Daybook entry

I don’t think I’ve ever done a daybook entry for this blog.  In fact, I can’t remember for sure what the categories even are anymore, but here goes:

From the Kitchen, and into the Living Room

I have in hand my first caffe lungo since last September, excepting the ones my kind friend Jacqueline has made for me when I visit her kitchen.  I don’t make them much anymore because the stores near me only sell coffee ground for moka. But I went to the big Porto Palazzo market today and there I saw some whole coffee beans. It was somewhat awkward trying to explain to the store proprietor in Italian that I wanted coffee ground coarsely enough for a French press, and eventually he refused to go any finer, but I came home with 2 etti (200g) of freshly ground Arabica.  Tasting it now, I still think it’s a little too finely ground.

I made a cup for Sarie, too.  She took a look at the brown liquid in our thick, American restaurant-ware coffee cups and said, “Wow, that’s a lot of coffee. Did I used to drink two of those a day?” Now she’s sight-reading a Schumann quartet.  America is powered by caffeine.

The Schumann quartet was her friend’s suggestion for this summer’s IAM festival in Garfagnana. Yea!  We’re going back! And Sarie’s home schooled music friends from New York, whom we haven’t seen since we moved, are coming again, too. The Schumann is one of my favorite chamber pieces ever, so I’m all for it. Sounds like just the happy sort of music to play from the Bertolanis’ hilltop house.

Outside My Window

There’s a renovation going on in the apartment across the alley.  It has been going on for a month already, and knowing the Italian sense of time, it could be going on through the rest of the summer.  So I look at scaffolding and hear saws all the time.  Makes me feel at home, because the people across the hall from us in New York were renovating before we left. But there are no jackhammers involved, and someone has spray-painted a smiley face on the wall opposite the window.  It’s a friendly renovation.

*Recorded information*

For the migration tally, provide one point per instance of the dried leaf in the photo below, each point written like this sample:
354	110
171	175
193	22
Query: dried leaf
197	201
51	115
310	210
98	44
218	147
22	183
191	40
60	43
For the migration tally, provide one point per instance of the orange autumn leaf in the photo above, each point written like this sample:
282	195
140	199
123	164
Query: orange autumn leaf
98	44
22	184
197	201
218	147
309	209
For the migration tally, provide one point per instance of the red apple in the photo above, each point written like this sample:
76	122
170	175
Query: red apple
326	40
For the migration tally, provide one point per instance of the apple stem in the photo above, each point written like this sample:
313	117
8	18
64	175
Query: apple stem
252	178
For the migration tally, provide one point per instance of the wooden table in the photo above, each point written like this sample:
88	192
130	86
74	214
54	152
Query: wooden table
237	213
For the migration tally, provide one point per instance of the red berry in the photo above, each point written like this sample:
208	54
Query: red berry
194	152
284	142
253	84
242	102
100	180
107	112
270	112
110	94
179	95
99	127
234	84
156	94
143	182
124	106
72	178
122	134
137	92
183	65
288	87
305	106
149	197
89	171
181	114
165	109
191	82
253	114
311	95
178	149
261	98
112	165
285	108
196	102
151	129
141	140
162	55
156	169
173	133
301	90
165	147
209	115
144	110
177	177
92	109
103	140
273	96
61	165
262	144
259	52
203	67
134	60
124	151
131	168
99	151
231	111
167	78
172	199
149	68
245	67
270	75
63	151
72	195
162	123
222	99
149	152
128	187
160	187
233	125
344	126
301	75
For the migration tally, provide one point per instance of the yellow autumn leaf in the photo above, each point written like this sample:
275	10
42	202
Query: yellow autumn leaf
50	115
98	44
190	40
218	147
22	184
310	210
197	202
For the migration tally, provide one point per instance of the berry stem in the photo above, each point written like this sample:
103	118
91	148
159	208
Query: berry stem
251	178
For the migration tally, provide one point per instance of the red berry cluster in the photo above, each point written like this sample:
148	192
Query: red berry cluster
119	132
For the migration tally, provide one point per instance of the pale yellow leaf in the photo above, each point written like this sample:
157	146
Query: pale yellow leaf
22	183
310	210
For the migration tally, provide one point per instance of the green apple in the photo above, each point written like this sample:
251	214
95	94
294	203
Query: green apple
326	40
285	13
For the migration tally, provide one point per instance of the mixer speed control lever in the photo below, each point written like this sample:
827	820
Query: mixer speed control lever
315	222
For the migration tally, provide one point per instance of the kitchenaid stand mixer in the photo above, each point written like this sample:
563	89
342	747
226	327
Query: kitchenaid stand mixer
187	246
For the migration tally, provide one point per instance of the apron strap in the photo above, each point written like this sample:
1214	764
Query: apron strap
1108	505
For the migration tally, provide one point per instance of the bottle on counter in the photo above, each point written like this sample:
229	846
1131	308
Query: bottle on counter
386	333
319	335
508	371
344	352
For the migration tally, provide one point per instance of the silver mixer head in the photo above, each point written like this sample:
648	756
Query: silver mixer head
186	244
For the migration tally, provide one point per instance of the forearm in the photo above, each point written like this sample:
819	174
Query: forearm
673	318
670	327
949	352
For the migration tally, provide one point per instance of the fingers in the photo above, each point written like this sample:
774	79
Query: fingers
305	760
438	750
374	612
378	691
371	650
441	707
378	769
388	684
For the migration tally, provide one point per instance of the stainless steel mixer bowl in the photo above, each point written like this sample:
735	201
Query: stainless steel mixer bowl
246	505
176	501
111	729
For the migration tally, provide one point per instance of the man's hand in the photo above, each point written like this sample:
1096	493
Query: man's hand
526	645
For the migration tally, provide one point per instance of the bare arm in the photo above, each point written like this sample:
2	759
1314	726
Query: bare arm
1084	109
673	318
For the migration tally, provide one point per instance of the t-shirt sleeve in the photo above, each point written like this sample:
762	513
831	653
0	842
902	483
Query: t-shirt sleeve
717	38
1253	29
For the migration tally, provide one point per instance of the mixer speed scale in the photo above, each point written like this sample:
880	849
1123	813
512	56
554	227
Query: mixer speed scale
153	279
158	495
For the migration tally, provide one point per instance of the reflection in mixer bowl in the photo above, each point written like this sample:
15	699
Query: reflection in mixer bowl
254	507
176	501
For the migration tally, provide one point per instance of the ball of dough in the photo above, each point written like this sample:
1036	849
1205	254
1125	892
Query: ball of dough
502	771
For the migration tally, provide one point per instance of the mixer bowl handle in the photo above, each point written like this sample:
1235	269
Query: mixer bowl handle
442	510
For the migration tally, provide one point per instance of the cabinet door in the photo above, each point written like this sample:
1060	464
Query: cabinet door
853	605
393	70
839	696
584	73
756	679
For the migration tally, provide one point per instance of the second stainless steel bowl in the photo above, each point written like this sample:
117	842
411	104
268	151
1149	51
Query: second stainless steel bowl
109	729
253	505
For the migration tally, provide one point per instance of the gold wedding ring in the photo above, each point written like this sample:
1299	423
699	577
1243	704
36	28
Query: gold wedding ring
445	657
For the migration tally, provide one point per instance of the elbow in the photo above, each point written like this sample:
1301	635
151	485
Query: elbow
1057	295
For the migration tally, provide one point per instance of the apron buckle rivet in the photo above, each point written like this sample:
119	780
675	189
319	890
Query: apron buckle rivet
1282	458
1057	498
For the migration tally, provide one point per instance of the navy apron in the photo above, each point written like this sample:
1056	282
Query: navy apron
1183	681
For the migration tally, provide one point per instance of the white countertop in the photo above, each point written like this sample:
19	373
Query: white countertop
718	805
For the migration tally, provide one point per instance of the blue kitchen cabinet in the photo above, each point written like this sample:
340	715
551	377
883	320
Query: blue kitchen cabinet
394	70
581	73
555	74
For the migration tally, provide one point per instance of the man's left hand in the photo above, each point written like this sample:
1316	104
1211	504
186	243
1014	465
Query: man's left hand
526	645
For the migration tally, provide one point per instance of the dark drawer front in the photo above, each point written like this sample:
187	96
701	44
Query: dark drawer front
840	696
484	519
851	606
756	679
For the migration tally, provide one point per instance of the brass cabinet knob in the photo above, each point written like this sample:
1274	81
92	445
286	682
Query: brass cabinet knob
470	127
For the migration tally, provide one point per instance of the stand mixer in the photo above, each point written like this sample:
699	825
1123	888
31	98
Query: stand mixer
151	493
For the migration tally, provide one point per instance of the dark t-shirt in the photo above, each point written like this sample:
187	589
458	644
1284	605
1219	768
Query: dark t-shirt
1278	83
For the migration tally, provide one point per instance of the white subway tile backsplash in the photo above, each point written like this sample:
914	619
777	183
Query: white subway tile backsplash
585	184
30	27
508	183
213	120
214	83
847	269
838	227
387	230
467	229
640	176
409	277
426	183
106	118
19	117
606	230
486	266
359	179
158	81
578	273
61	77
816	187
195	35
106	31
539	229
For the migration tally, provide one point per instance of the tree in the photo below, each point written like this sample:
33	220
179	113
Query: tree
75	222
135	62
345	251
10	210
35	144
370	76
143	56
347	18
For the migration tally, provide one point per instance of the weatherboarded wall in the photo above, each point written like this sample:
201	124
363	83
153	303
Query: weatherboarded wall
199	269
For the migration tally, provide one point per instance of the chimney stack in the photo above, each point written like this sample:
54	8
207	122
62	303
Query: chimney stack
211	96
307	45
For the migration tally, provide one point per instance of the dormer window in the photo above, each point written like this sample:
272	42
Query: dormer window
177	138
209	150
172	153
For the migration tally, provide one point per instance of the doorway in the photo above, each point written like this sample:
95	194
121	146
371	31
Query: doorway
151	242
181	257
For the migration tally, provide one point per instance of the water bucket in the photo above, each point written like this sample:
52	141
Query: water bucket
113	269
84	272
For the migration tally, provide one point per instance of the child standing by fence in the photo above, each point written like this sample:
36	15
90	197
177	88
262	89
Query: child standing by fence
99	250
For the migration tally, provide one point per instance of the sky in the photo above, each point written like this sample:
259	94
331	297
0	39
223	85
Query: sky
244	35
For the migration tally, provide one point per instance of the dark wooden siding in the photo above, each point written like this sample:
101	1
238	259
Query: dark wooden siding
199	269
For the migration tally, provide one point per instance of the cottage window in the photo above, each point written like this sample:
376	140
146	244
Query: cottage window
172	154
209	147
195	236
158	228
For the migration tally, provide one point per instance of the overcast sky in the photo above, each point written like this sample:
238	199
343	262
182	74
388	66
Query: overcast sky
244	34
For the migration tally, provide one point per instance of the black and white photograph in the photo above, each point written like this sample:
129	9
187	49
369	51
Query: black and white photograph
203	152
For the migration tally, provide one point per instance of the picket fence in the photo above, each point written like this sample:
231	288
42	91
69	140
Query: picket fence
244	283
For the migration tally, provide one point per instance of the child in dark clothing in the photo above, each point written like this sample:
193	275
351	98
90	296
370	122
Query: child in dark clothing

*Task requirements*
Rewrite the daybook entry from "I made a cup" to "powered by caffeine.", substituting "heavy" for "thick".

*Solution*
I made a cup for Sarie, too.  She took a look at the brown liquid in our heavy, American restaurant-ware coffee cups and said, “Wow, that’s a lot of coffee. Did I used to drink two of those a day?” Now she’s sight-reading a Schumann quartet.  America is powered by caffeine.